- [Assigned task]:
Exercise in exact copying. Transcribe every entry that follows, word for word.

- [Data for review]:
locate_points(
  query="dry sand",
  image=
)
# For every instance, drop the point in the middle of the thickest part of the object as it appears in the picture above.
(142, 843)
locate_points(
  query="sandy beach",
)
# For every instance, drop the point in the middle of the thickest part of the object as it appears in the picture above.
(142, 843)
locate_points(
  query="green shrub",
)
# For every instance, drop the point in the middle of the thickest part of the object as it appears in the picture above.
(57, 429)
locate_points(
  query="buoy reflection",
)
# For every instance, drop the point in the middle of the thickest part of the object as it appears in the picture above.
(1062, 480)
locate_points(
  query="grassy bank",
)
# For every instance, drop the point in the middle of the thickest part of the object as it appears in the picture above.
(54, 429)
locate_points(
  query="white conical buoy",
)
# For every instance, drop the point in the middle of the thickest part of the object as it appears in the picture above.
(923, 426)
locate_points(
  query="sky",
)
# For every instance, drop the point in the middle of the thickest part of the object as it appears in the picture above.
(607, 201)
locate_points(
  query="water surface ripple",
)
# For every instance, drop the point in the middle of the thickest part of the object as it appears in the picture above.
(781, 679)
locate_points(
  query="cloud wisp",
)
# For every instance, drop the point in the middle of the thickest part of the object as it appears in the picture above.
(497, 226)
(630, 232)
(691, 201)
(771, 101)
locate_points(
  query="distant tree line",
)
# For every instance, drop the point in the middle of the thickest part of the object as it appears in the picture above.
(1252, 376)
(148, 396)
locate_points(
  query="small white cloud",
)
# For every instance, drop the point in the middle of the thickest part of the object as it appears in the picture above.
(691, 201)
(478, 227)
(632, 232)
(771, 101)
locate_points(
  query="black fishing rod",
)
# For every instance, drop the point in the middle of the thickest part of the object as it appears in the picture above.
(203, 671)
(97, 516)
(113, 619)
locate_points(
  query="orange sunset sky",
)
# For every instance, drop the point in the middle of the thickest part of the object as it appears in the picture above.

- [Response for this exercise]:
locate_points(
  query="dry sand",
  image=
)
# For every instance, drop the point in the middle of the thickest part of the object as it appears in the picture above.
(142, 843)
locate_points(
  query="sandy beach",
)
# For every instance, drop the point in the middle of the thickest part of the object as it appears in the picture above.
(142, 843)
locate_points(
  query="green shrub",
)
# For every instance, drop the point in the middle of the thickest part of the object as it appears in the picture above.
(57, 429)
locate_points(
  query="buoy reflection",
)
# For every instance, drop the point in the middle of the thickest part of the object as it appears in the picture above.
(1062, 480)
locate_points(
  query="grassy bank",
)
# For every instance, drop the point in the middle of the thickest part of the object as it appears in the picture above.
(54, 429)
locate_points(
  query="white conical buoy",
)
# For every instance, drop the point in the middle of the thickest part of the object as it appears in the picture above.
(923, 426)
locate_points(
  query="sky",
)
# For every instance, drop the point in the middle of the thickest part of the object as it appears in the picture above.
(607, 201)
locate_points(
  query="water surface ripple",
)
# For every instance, drop the point in the middle of the thickest part of the object as it appears in the picture above.
(781, 679)
locate_points(
  query="cloud wisp",
)
# For every instance, drop the point in the middle of the thickest part of the object as it appears in the picture above.
(497, 226)
(630, 232)
(691, 201)
(771, 101)
locate_points(
  query="distant tree line",
)
# For every instance, drop the point in the middle of the thickest part of the object as it appears in the picture above.
(1252, 376)
(148, 396)
locate_points(
  query="small white cloud",
)
# For every instance, drop the point in the middle of the thickest part of the object as it appears in the picture above.
(691, 201)
(478, 227)
(632, 232)
(771, 101)
locate_points(
  query="black fishing rod",
)
# For every instance, drop the point in the middle of the thickest part of the object as it appears in the picture above.
(203, 671)
(97, 516)
(113, 619)
locate_points(
  query="orange sunset sky",
)
# For every instance, drop the point in the middle of the thickest part of the object as it appears in the picture above.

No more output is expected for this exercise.